**Source extract**
Nigeria loses up to 50 per cent of its agricultural produce after harvest, according to the Food and Agriculture Organisation (FAO) of the United Nations. The revelation, made by Ibrahim Ishaka, a Food Systems and Nutrition Specialist, exposes a deeply rooted structural failure in Nigeria’s agricultural value chain, one that contradicts the dominant narrative suggesting low yields are the country’s biggest farming problem.
In an interview with the News Agency of Nigeria (NAN), Ishaka explained that the losses occur not on the farm, but after crops have already been successfully grown and harvested. Poor infrastructure, a lack of storage facilities, inefficient harvesting techniques, pest infestations during storage, and limited access to markets are among the primary reasons that half of Nigeria’s food output never reaches consumers.
This perspective undermines the crisis framing often used to justify the aggressive rollout of genetically modified organisms (GMOs). Proponents of GMOs frequently argue that new seed technologies are essential to overcoming low farm productivity in Nigeria and across Africa. However, the FAO’s data tells a different story:
Farmers are already producing large quantities of food, but the country is failing to preserve, process, and distribute it efficiently.
Many question whether the focus on GMOs is a case of treating the wrong problem, or a case of turning Nigeria into a testing ground for biotech products.
If half of everything we grow ends up wasted, then no seed, genetically modified or not, will fix the core issue. The real crisis is not the productivity of our soil. It’s the absence of infrastructure and market access.
With nearly 50% of agricultural output wasted, Nigeria loses billions in potential income and food that could feed millions. There is an urgent need for:
- Cold storage and silos
- Farm-to-market roads
- Processing hubs
- Farmer education on post-harvest handling
- Investments in cooperative logistics and warehousing
Yet these needs are rarely the focus of high-profile donor funding.
Instead, large sums from foreign philanthropic organisations, including the Bill & Melinda Gates Foundation, are directed toward biotech seed research, GMO promotion, and public-private partnerships with seed multinationals, all under the premise that Africa’s farms are failing to produce enough.
The situation highlights a dangerous misalignment in funding priorities. The big money is going into seed genetics and GMO policy lobbying, but not into the systems that would reduce food insecurity. It’s hard to justify flooding the market with new seed technologies when farmers are still losing half their harvests due to systemic neglect.
The FAO’s findings are a sobering reminder that increasing yields through technological inputs will not guarantee food security if the post-harvest system remains broken. The focus must shift toward fixing storage, transportation, and processing, not just reengineering the seed.
The FAO’s warning reframes the urgent question in Nigerian agriculture:
Do we need to grow more, or waste less?
Suppose the solution to Nigeria’s food crisis is being written in global boardrooms. In that case, it must first start with understanding the real crisis, and that crisis isn’t low productivity. It’s a broken system that lets half the food rot before it reaches a plate.

**Data records**
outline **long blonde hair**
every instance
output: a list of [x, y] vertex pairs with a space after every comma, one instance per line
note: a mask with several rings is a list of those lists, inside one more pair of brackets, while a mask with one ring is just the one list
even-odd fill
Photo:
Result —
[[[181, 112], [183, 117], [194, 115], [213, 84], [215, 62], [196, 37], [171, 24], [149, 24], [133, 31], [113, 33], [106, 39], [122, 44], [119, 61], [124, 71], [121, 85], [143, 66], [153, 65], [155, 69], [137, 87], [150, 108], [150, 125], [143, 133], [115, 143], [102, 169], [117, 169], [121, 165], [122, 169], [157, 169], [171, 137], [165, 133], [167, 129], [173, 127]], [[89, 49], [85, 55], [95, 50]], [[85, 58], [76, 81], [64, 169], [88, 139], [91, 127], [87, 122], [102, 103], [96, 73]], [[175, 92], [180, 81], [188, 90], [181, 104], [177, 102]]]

**Assignment**
List every post-harvest loss cause that the article on Nigeria's post-harvest losses names as a primary reason that half of the country's food output never reaches consumers.

**Result of this exercise**
- Poor infrastructure
- A lack of storage facilities
- Inefficient harvesting techniques
- Pest infestations during storage
- Limited access to markets